■ **PASSAGE TO READ**
* * * *

Allocative efficiency holds that when prices function properly, markets tend to allocate resources to their most valued uses. In turn, those who value the good the most and are able to afford it will pay a higher price than those who do not value the good as much or who are unable to afford it. According to Friedrich Hayek in "The Use of Knowledge in Society" (1945), prices can act to coordinate the separate actions of different people as they seek to satisfy their desires.

Economists such as Thomas Sowell (Chicago School of economics) in 2004, Donald J. Boudreaux in 2005, and Raymond Niles (Senior Fellow at the American Institute for Economic Research) in 2020 argue that laws prohibiting price gouging worsen emergencies for both buyers and sellers.

In a 2012 survey of leading American economists by the Initiative on Global Markets, only 8 percent agreed with a proposal in Connecticut to prohibit "unconscionably excessive" price increases during severe weather events. Those who disagreed stated that the wording was vague or unenforceable, and that restricting price increases leads to misallocation of resources.

===2020 to present===
In 2022, Federal Reserve Bank of St. Louis economist Christopher J. Neely said that "most economists believe broad price controls to be costly and ineffective in most situations" because high prices function to "allocate scarce goods and services to buyers who are most willing and able to pay for them, [and] they signal that a good is valued and that producers can profit by increasing the quantity supplied."

A 2022 Working Paper by the International Monetary Fund explores the implementation of windfall profit taxes, which have gained renewed interest following the COVID-19 pandemic, the war in Ukraine, and subsequent surges in energy and food prices. The paper discusses the potential of such taxes as a tool for efficiently taxing economic rents, which are often a result of monopolistic power or unexpected events like pandemics, war, or natural disasters, and contribute to windfall profits. Such profits have raised public and policy concerns about price gouging, where firms are perceived to be profiting excessively from unforeseen circumstances.

* * * *

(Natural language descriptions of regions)
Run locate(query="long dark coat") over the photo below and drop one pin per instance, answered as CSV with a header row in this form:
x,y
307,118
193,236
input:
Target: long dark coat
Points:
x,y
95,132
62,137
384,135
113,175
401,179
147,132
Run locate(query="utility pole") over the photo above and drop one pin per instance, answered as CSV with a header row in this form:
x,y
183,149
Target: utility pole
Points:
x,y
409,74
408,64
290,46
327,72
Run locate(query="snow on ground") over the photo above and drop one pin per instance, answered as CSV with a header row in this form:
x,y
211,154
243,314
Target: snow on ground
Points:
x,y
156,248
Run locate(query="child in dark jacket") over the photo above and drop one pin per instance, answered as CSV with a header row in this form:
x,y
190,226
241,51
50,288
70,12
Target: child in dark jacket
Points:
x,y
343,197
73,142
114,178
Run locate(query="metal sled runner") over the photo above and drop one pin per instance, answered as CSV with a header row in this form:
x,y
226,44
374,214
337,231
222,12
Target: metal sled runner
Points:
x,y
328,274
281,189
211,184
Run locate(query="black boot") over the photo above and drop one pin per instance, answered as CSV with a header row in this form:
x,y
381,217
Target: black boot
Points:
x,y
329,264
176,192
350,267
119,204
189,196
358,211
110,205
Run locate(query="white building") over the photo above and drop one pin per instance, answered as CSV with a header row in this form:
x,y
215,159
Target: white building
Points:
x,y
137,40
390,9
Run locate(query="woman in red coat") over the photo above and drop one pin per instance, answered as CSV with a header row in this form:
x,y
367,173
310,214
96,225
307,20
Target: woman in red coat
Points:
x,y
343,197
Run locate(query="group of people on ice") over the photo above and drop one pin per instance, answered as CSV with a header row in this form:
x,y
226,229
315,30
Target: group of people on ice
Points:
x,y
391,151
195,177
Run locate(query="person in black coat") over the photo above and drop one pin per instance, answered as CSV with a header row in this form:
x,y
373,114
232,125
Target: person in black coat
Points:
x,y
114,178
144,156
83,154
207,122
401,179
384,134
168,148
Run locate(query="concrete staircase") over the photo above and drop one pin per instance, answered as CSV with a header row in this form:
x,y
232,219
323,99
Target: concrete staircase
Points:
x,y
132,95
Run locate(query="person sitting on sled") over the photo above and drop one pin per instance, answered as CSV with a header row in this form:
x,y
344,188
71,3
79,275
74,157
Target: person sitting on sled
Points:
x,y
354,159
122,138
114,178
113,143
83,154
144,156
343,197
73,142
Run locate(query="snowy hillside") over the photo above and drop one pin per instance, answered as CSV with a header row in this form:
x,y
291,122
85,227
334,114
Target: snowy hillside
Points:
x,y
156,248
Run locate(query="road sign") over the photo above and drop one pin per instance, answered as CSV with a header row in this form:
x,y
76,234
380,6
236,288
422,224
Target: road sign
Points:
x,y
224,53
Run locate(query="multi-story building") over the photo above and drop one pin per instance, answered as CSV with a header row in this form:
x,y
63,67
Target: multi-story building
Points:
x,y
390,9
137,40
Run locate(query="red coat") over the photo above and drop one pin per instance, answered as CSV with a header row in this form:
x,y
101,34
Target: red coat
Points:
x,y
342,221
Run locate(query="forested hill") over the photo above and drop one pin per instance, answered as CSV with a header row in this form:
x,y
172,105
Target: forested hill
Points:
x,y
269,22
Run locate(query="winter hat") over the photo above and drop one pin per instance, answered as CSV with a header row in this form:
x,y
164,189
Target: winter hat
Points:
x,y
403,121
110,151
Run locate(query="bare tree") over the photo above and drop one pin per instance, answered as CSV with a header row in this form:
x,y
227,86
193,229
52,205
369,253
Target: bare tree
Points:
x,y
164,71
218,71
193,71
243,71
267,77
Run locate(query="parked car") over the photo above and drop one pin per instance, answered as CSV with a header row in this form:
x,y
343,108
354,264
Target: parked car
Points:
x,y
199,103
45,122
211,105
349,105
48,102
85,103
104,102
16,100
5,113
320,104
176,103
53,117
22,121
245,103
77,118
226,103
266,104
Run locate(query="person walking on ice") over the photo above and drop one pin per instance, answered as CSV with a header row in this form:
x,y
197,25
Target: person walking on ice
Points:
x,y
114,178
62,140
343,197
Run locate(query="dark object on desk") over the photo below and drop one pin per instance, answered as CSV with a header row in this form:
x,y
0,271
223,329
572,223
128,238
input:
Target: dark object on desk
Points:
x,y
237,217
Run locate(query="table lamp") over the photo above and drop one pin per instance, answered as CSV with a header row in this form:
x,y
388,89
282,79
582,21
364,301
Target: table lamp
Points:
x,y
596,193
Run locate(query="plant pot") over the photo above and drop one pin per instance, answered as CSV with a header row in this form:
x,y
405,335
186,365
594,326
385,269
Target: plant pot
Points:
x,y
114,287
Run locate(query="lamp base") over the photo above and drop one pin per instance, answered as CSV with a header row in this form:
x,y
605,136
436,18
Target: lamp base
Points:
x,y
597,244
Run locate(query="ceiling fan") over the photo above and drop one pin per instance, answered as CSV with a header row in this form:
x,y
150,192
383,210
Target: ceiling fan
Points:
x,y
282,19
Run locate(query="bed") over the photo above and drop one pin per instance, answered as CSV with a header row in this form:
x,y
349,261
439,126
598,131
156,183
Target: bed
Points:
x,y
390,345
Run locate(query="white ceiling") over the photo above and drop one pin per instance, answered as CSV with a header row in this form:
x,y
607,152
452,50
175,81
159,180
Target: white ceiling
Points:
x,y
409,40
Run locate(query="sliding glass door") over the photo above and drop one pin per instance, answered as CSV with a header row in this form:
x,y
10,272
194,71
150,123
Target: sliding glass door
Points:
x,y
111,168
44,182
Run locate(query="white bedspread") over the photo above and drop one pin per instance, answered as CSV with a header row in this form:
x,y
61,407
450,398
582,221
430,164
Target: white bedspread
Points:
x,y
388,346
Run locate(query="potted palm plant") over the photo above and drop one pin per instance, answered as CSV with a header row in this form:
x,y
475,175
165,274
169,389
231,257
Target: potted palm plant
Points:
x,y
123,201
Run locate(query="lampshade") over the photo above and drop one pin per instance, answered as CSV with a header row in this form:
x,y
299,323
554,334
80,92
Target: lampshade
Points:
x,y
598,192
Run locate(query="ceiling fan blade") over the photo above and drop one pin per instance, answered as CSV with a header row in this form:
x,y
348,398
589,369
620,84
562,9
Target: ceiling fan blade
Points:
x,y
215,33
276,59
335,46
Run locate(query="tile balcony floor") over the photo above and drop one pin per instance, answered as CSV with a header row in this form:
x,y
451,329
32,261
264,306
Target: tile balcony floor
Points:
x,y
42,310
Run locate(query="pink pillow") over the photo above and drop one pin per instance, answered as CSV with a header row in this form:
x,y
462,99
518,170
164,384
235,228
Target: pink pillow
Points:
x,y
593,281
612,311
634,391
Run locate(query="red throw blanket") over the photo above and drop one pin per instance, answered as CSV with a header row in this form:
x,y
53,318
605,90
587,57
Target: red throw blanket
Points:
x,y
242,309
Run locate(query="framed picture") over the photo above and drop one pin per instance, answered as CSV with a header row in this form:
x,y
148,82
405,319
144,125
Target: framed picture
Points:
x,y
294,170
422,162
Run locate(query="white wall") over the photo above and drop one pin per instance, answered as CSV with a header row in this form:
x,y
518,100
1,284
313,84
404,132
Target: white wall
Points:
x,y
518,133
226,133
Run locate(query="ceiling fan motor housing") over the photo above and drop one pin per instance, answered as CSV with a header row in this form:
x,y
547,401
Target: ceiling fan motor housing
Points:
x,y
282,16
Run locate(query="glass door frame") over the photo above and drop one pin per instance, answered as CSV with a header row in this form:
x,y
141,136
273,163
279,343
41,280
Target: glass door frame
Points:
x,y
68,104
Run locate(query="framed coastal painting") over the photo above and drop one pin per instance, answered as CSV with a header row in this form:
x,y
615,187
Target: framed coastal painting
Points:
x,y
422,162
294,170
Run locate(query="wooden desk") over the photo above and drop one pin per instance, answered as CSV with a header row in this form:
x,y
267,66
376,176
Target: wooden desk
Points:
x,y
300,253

* * * *

■ **TASK STATEMENT**
Continue the passage on price gouging, starting right after its last sentence.

■ **EXPECTED ANSWER**
In Australia in 2023 and 2024, major supermarket chains Coles and Woolworths received criticism as price gouging, especially in less competitive markets. Coles and Woolworths control 65% of Australia's grocery market.

In March 2024, the Federal Trade Commission and the National Economic Council accused grocery chains in the U.S. of price gouging.

=== Public perceptions and fairness considerations ===
Studies on public responses to price gouging suggest that assessments are influenced by how fairly the costs are distributed and how balanced the relative economic power is.

One study founds that increasing prices are more likely to be perceived as exploitative when consumers consider firms having more power than them or that they are dependent on them, particularly in contexts of emergency shortage. Public endorsement of anti–price-gouging laws is thus more a matter of perceived fairness than market efficiency, and respondents appear to think that raising prices during a crisis violates implicit social contracts for cooperation and reciprocity.

Overall, these results indicate that public responses to price gouging are not simply driven by economic thinking but rather include moral considerations related to intentions and distribution of power.